──────── PASSAGE SHOWN

As far as the Labour party is concerned, too, there's the whole issue _vis a vis_ entryism that the party has made sure that most mechanisms for voicing dissent, formulating policy and otherwise bringing the party into line with the membership, rather than _vice versa_, have been dissolved.
This means that any attempt at entryism not only has to navigate the issues I mention above, but also (and concurrently) reconstruct and add to mechanisms of accountability that would genuinely put the membership in the driving seat.

That is *not* going to happen, however much wishful thinking is done on your part.



> Yes people are deeply sceptical about (Labour) politicians at present - and with bloody good reason. But there is still a sense that Labour has betrayed us because it ought to be/have been our party.



I believe you're wrong. I believe that most people *expect* some form of betrayal from party politicians, so I don't think that "betrayal" is that much of an issue. By the end of Blair's first government most people who had any interest in politics had clearly been shown that Blair was merely another neo-liberal, albeit one who pretended to empathise with the people he was shitting on. What does appear to be an issue is the nakedness with which policies that are counter to the interests of the mass of the electorate have been pursued by all of the mainstream political parties with virtually *no* pretence at empathy, and every sign of contempt for those whose votes put them in a position of power.


----------



## dynamicbaddog (Oct 8, 2011)

frogwoman said:


> As for being an actually existing organisation with trade union support - have you noticed that ed milliband and co are trying their best to distance themselves from the unions, are talking about diluting their influence on Labour,


so what?
this is nothing new, the leadership has always wanted  to cut it's ties with the unions (read Rob Sewell's In The Cause of Labour for a detailed history of this).


----------



## frogwoman (Oct 8, 2011)

dynamicbaddog said:


> so what?
> this is nothing new, the leadership has always wanted to cut it's ties with the unions (read Rob Sewell's In The Cause of Labour for a detailed history of this).



If anything that's an arguement against more entryism rather than an arguement that people should continue to support labour?


----------



## articul8 (Oct 8, 2011)

frogwoman said:


> as far as i was aware, the SP were never in respect or the SLP, were they? so why should he apologise for that.



They weren't in the SLP but welcomed it as an initiative in the early days, and basically baulked at joining when Arthur wouldn't grant factional rights.  And Ian Page (then an SP councillor) did stand as Respect for the GLA elections.  But they wisely opted out of that too.



> i would vote labour if it was the "best" chance of keeping out the bnp out, but not because i like labour.


 exactly why most of those who might otherwise be won to a new workers party will be voting Labour at the next GE.  There's no point pretending or wishing otherwise.

────────────────
──────── RAW RECORDS

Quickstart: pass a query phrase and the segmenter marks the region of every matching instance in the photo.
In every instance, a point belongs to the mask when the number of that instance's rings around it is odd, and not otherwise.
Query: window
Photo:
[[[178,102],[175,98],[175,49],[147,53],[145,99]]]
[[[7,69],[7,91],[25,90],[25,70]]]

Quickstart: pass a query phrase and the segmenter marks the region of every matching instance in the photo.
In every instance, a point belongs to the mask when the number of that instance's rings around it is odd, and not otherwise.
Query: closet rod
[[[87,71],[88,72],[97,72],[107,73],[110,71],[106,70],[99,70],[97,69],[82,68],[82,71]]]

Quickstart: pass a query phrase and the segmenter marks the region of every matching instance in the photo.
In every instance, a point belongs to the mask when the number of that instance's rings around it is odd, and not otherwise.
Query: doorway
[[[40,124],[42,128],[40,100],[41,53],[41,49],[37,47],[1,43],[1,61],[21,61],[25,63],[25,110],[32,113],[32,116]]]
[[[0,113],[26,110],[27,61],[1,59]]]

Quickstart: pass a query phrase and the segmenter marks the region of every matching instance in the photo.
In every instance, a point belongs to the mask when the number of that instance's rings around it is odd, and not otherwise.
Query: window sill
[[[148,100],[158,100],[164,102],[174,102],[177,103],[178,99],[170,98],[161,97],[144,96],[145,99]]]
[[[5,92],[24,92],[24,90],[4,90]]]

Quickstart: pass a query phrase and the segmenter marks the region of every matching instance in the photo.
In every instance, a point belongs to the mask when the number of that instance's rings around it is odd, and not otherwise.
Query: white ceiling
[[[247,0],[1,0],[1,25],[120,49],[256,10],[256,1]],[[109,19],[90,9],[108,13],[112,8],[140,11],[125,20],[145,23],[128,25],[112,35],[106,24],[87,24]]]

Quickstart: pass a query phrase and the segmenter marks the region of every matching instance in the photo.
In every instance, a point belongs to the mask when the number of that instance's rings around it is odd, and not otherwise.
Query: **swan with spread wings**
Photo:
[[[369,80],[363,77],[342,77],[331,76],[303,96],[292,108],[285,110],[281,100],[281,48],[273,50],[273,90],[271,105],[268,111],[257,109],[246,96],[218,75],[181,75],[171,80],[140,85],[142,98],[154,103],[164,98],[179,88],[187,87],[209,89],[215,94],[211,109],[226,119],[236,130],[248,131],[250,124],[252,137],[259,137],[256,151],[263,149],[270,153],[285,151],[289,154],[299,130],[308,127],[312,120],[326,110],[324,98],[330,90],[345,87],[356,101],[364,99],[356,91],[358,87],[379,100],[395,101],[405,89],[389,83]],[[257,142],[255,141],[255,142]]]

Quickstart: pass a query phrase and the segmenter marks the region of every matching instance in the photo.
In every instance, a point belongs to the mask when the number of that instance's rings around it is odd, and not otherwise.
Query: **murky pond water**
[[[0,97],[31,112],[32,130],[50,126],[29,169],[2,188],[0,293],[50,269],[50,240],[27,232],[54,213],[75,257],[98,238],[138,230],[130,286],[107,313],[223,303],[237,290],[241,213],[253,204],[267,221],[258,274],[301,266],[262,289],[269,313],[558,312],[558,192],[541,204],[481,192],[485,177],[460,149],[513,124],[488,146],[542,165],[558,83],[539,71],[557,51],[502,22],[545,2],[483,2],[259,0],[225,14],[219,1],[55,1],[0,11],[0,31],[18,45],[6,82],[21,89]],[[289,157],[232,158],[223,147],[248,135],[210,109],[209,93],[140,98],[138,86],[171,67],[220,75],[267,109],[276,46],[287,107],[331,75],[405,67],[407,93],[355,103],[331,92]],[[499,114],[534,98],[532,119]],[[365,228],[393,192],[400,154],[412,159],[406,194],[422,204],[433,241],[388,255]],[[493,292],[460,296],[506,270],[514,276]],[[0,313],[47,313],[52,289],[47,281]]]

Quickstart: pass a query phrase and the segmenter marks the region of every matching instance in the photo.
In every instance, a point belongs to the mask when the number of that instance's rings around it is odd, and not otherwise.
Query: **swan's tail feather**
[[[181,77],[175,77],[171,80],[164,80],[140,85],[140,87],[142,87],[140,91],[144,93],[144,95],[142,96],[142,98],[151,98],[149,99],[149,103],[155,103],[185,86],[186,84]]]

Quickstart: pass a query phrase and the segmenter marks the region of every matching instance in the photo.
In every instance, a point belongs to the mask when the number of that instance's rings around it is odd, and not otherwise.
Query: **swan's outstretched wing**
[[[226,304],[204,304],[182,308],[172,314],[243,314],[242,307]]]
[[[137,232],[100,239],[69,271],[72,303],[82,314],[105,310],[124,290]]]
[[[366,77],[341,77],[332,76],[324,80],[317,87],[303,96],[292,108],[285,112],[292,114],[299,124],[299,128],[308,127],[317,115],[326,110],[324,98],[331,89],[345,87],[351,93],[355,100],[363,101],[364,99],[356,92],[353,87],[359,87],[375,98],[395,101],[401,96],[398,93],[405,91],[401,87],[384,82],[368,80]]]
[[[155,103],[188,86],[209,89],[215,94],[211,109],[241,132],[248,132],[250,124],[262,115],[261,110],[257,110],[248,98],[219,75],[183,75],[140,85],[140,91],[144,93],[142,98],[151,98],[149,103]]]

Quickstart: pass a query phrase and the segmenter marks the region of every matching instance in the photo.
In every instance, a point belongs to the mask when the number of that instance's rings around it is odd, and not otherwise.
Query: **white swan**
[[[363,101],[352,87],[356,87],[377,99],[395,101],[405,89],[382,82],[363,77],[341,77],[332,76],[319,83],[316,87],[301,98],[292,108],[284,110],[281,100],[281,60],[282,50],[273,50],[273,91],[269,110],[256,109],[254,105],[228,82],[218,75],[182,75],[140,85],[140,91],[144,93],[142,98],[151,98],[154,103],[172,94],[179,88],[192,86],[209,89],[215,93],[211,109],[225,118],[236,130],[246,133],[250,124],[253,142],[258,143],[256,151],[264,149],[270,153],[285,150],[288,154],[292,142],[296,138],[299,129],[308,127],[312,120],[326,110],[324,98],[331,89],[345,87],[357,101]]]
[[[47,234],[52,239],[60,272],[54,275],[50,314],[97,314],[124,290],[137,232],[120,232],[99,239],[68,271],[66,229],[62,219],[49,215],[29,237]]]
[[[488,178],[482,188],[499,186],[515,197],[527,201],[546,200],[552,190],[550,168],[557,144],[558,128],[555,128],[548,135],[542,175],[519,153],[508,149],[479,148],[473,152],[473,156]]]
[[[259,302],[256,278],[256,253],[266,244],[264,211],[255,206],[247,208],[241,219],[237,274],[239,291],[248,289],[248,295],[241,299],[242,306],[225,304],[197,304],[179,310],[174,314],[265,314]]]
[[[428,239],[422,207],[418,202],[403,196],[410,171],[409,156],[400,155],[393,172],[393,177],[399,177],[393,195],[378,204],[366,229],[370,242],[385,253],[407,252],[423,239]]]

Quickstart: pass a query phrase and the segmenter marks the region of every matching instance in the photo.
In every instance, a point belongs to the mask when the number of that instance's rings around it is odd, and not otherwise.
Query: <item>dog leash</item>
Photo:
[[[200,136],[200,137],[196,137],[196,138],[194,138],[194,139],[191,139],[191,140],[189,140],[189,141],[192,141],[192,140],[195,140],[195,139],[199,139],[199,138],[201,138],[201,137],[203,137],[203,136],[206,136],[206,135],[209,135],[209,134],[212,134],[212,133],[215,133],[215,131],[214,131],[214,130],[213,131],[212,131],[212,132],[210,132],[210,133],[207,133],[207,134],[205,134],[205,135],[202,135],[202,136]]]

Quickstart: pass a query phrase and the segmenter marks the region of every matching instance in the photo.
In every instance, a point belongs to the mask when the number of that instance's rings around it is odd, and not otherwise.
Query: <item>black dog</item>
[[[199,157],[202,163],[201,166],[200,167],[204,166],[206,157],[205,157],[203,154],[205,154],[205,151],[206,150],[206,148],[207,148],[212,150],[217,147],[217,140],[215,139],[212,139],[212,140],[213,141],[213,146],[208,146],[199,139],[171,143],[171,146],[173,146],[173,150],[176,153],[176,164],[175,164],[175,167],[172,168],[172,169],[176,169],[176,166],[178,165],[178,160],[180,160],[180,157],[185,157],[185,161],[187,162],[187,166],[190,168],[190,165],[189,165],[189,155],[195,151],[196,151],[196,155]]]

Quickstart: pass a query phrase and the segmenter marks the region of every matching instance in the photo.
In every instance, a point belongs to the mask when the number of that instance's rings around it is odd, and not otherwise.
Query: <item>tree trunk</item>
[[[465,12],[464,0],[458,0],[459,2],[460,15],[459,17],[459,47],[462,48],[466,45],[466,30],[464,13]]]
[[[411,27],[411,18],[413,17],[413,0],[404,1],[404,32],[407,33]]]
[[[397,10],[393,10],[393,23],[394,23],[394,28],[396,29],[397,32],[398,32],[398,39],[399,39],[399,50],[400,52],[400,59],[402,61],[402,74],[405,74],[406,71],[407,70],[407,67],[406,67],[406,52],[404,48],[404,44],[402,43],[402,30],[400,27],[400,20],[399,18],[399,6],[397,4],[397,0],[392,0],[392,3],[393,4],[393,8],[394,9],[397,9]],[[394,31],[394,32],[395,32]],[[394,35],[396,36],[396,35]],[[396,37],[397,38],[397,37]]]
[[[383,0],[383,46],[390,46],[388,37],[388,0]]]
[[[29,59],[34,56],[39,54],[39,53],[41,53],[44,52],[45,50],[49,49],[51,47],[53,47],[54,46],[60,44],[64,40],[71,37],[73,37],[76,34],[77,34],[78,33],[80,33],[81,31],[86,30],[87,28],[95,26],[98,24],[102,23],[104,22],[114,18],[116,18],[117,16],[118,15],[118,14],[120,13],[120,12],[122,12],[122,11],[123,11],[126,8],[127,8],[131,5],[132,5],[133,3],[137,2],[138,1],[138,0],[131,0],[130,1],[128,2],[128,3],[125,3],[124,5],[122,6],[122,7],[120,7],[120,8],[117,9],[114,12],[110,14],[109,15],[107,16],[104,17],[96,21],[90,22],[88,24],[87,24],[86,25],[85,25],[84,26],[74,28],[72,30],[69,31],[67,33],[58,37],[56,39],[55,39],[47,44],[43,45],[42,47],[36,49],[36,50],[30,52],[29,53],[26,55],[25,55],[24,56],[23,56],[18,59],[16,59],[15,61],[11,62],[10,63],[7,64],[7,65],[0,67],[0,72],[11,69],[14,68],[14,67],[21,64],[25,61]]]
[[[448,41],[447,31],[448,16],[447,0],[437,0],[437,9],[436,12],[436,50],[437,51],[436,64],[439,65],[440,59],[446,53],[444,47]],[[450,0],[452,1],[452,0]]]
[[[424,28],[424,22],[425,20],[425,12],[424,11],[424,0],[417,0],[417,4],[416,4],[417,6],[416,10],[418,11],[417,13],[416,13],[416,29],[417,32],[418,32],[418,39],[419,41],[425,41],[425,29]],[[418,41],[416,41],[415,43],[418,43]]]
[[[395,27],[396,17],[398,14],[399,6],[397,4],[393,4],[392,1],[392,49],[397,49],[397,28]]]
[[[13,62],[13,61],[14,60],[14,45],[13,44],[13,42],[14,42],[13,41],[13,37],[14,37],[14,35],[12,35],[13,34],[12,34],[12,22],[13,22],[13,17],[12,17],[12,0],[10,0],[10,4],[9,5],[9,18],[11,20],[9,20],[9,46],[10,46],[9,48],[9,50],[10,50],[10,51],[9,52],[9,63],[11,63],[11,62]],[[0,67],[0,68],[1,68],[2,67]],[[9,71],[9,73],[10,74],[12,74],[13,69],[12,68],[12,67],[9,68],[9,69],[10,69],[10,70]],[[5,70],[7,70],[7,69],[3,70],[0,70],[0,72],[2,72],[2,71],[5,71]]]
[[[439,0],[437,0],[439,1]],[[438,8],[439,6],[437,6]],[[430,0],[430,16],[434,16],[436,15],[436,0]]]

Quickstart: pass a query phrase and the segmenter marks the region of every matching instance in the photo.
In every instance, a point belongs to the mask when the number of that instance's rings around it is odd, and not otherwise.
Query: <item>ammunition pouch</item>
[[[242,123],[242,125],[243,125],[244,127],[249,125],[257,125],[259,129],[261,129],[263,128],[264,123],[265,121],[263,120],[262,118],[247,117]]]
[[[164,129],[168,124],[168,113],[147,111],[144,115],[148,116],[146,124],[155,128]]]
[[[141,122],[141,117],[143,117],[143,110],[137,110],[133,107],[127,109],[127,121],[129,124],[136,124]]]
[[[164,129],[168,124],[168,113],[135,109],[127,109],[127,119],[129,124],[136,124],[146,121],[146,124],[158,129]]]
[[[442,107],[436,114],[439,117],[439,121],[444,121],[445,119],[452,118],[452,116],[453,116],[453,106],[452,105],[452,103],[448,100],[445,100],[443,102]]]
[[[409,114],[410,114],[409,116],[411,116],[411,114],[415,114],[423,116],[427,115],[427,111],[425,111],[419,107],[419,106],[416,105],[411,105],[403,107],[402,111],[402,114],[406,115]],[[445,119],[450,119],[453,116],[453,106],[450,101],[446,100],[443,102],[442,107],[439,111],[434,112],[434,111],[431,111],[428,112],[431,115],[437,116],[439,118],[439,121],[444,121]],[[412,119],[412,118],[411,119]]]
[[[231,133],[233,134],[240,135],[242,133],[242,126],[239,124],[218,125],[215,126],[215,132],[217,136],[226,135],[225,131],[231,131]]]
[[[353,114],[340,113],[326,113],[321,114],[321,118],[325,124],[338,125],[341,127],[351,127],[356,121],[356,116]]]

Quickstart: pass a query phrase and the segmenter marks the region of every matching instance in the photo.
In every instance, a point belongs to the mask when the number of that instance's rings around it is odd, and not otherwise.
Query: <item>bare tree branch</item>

────────────────

● TASK INSTRUCTIONS
Please continue the forum thread on Labour and entryism, picking up right after its last post.

● REPLY TO THE EXERCISE
> and as for john mcdonnell, i agree he's a good bloke etc but what successes has he had within the Labour Party apart from argueing "clearly" and "conssitently"? Again I am not saying the SP is perfect and has had success after success, but labour party members always point to people like benn, mcdonnell, etc, as an example of how the labour party is still relevant, can be reclaimed etc, but what success have these people had since the 90s? How have they managed to shift Labour's


----------



## articul8 (Oct 8, 2011)

frogwoman said:


> If anything that's an arguement against more entryism rather than an arguement that people should continue to support labour?


It's never been about giving blanket support for Labour.  It's organising in the party advancing socialist ideas that can attract support from Labour voters and activists (and beyond) and help to drive a wedge between them and the interests of the leadership.


----------



## frogwoman (Oct 8, 2011)

articul8 said:


> They weren't in the SLP but welcomed it as an initiative in the early days, and basically baulked at joining when Arthur wouldn't grant factional rights. And Ian Page (then an SP councillor) did stand as Respect for the GLA elections. But they wisely opted out of that too.
> 
> exactly why most of those who might otherwise be won to a new workers party will be voting Labour at the next GE. There's no point pretending or wishing otherwise.



yes but my point is that although they may have supported it, they have supported a lot of things, that doesn't mean that they joined either party.


articul8 said:


> They weren't in the SLP but welcomed it as an initiative in the early days, and basically baulked at joining when Arthur wouldn't grant factional rights. And Ian Page (then an SP councillor) did stand as Respect for the GLA elections. But they wisely opted out of that too.
> 
> exactly why most of those who might otherwise be won to a new workers party will be voting Labour at the next GE. There's no point pretending or wishing otherwise.



So why does the same thing not apply to BNP, Ukip, Tory etc voters who would have otherwise voted Labour but have been disaffected by its policies, when many of them have actually ended up voting for/supporting the SP, the IWCA or similar (but not going back to Labour?) Are you saying that the reason "exactly why" people would vote Labour these days is to keep out the BNP etc, in which case it's not exactly a ringing endorsement is it?


----------



## SpineyNorman (Oct 8, 2011)

articul8 said:


> It's never been about giving blanket support for Labour. It's organising in the party advancing socialist ideas that can attract support from Labour voters and activists (and beyond) and help to drive a wedge between them and the interests of the leadership.



How's that going then? Having much success? And why is it necessary to be inside New Labour to do this?


----------



## articul8 (Oct 8, 2011)

I am saying that most of those who could otherwise be won to a new workers party will - at the next election - make their priority to boot out the coalition parties.  This doesn't mean they have to like or trust Labour very much.  Just judge them to be less damaging than Clegg and Cameron.


----------



## articul8 (Oct 8, 2011)

SpineyNorman said:


> How's that going then? Having much success?



Success is relative.   Len McCluskey addressed the LRC fringe - that is a small but significant piece of evidence.


----------



## frogwoman (Oct 8, 2011)

But *exactly the same arguement* applied to many of those who voted tory during the last election.


----------



## articul8 (Oct 8, 2011)

Really?  You think that loads of potential supporters of Bob Crow et al voted Tory to kick out Brown?


----------



## frogwoman (Oct 8, 2011)

articul8 said:


> Really? You think that loads of potential supporters of Bob Crow et al voted Tory to kick out Brown?



yes.


----------



## frogwoman (Oct 8, 2011)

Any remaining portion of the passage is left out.